Pick out every line in the records below that contains the word "rocky" and copy each one, treating uppercase and lowercase as different.
┌──
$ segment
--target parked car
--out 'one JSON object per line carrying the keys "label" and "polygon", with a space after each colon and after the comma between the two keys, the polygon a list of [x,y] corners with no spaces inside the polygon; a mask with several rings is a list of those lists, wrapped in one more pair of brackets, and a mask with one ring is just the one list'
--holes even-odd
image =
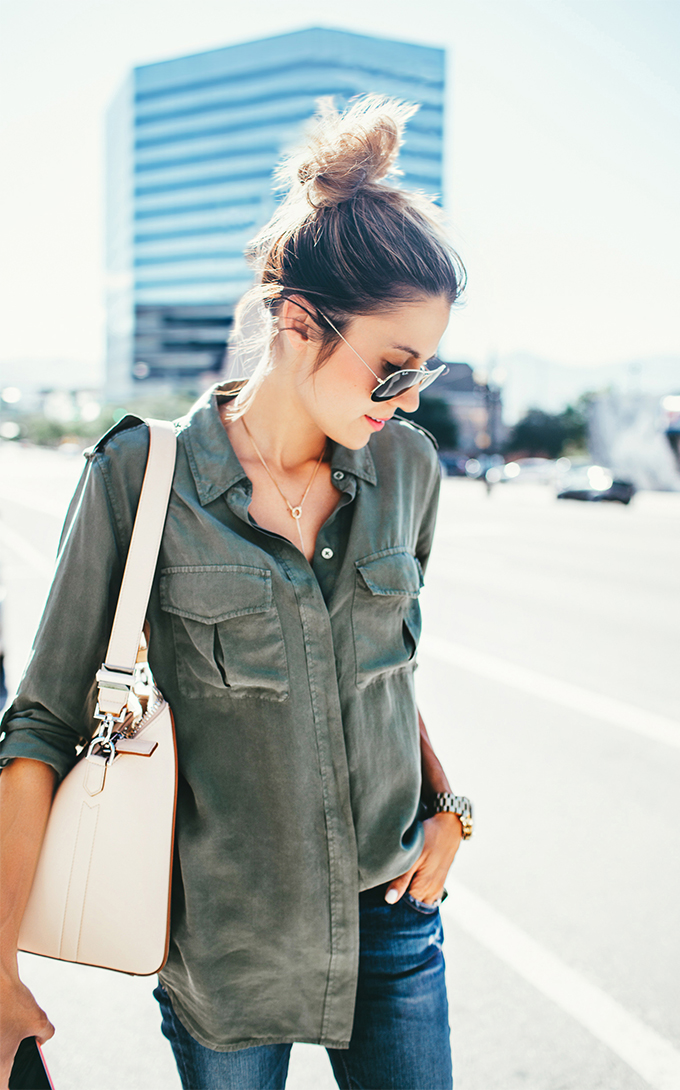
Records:
{"label": "parked car", "polygon": [[615,477],[604,465],[574,465],[559,481],[558,499],[584,499],[594,504],[630,504],[635,486]]}

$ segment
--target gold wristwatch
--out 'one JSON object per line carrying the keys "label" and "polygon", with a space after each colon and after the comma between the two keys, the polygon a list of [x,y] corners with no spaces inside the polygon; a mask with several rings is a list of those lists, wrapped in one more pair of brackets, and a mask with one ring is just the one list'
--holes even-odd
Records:
{"label": "gold wristwatch", "polygon": [[450,791],[439,791],[435,795],[432,806],[432,814],[458,814],[463,826],[463,840],[469,840],[472,836],[472,802],[464,795],[451,795]]}

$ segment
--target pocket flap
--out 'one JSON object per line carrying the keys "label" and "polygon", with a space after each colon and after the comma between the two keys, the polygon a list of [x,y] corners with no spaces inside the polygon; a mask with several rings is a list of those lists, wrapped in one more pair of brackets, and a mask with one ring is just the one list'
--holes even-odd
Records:
{"label": "pocket flap", "polygon": [[423,569],[408,549],[390,549],[356,560],[372,594],[396,594],[417,598],[423,586]]}
{"label": "pocket flap", "polygon": [[238,564],[163,568],[160,605],[204,625],[265,613],[271,608],[271,572]]}

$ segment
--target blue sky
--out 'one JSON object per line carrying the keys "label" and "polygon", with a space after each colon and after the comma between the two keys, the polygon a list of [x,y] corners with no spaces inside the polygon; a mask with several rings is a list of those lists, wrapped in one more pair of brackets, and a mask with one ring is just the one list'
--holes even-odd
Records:
{"label": "blue sky", "polygon": [[[446,199],[477,365],[680,355],[680,2],[4,0],[0,360],[101,360],[104,113],[135,63],[309,25],[449,50]],[[389,17],[386,19],[386,13]]]}

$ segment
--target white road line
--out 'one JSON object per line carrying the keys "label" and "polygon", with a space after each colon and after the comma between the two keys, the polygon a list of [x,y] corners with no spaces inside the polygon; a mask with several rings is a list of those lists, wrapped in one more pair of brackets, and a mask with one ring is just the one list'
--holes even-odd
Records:
{"label": "white road line", "polygon": [[623,727],[645,738],[653,738],[654,741],[680,749],[680,723],[664,715],[627,704],[615,697],[605,697],[590,689],[582,689],[570,681],[561,681],[526,666],[510,663],[507,658],[474,651],[472,647],[452,643],[438,635],[424,635],[420,647],[426,657],[459,666],[461,669],[490,678],[493,681],[500,681],[532,697],[551,700],[581,715],[602,719],[615,727]]}
{"label": "white road line", "polygon": [[3,522],[0,522],[0,542],[5,548],[11,549],[20,560],[35,568],[41,576],[46,576],[48,579],[52,578],[54,573],[54,560],[49,560],[23,534],[19,534]]}
{"label": "white road line", "polygon": [[458,882],[449,881],[441,912],[547,998],[571,1015],[653,1090],[678,1090],[680,1052],[629,1014],[602,988],[550,954],[524,931]]}

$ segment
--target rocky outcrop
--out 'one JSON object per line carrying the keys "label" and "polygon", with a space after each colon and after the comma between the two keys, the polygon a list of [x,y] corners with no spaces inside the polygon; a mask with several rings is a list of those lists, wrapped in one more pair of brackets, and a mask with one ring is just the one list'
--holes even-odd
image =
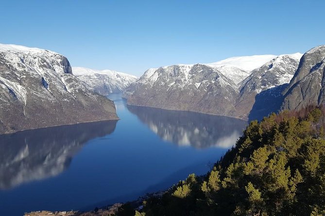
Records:
{"label": "rocky outcrop", "polygon": [[0,45],[0,134],[117,119],[114,103],[89,91],[64,56]]}
{"label": "rocky outcrop", "polygon": [[236,84],[208,66],[179,64],[147,71],[123,96],[128,104],[233,115]]}
{"label": "rocky outcrop", "polygon": [[325,45],[313,48],[303,56],[283,94],[282,109],[298,110],[325,103]]}
{"label": "rocky outcrop", "polygon": [[282,55],[252,71],[239,84],[236,117],[259,119],[277,110],[282,100],[283,85],[289,83],[293,77],[302,55]]}
{"label": "rocky outcrop", "polygon": [[73,67],[72,71],[74,75],[87,83],[89,89],[103,95],[122,93],[138,79],[136,76],[110,70],[99,71]]}
{"label": "rocky outcrop", "polygon": [[[280,107],[281,92],[293,76],[301,55],[283,55],[271,61],[275,56],[235,57],[210,64],[151,69],[126,89],[123,96],[130,105],[244,120],[260,117]],[[252,71],[243,69],[257,65]],[[274,102],[270,108],[261,110],[257,104],[265,101],[257,97],[259,94]]]}

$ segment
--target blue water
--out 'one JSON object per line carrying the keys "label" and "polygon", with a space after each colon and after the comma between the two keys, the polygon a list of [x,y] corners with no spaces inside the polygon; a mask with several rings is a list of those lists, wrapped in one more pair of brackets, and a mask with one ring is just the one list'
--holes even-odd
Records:
{"label": "blue water", "polygon": [[165,189],[206,173],[246,122],[127,106],[112,94],[118,121],[0,136],[0,215],[91,210]]}

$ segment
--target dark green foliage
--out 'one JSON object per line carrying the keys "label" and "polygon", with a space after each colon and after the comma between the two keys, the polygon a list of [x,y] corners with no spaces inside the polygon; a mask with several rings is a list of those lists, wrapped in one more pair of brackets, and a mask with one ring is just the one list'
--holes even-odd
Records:
{"label": "dark green foliage", "polygon": [[323,110],[308,107],[251,122],[206,176],[190,175],[162,198],[148,199],[143,213],[325,215]]}

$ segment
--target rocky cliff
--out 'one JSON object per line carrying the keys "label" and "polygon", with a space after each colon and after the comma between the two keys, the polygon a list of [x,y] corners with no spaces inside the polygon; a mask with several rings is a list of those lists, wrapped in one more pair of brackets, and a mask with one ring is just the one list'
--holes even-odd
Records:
└──
• SOLUTION:
--target rocky outcrop
{"label": "rocky outcrop", "polygon": [[0,45],[0,134],[117,119],[114,103],[89,91],[64,56]]}
{"label": "rocky outcrop", "polygon": [[236,84],[208,66],[179,64],[147,71],[123,96],[128,104],[233,115]]}
{"label": "rocky outcrop", "polygon": [[325,45],[313,48],[303,56],[283,94],[282,109],[298,110],[325,103]]}
{"label": "rocky outcrop", "polygon": [[282,55],[252,71],[239,84],[236,117],[259,119],[277,110],[282,100],[283,85],[289,83],[293,77],[302,55]]}
{"label": "rocky outcrop", "polygon": [[73,67],[72,71],[74,75],[87,83],[89,89],[103,95],[122,93],[138,79],[136,76],[110,70],[99,71]]}
{"label": "rocky outcrop", "polygon": [[[280,107],[281,92],[293,76],[301,55],[283,55],[271,61],[275,56],[235,57],[210,64],[151,69],[126,89],[123,96],[130,105],[244,120],[260,117]],[[252,71],[243,69],[257,65]],[[274,102],[270,108],[261,110],[257,104],[265,101],[257,97],[259,94]]]}
--target rocky cliff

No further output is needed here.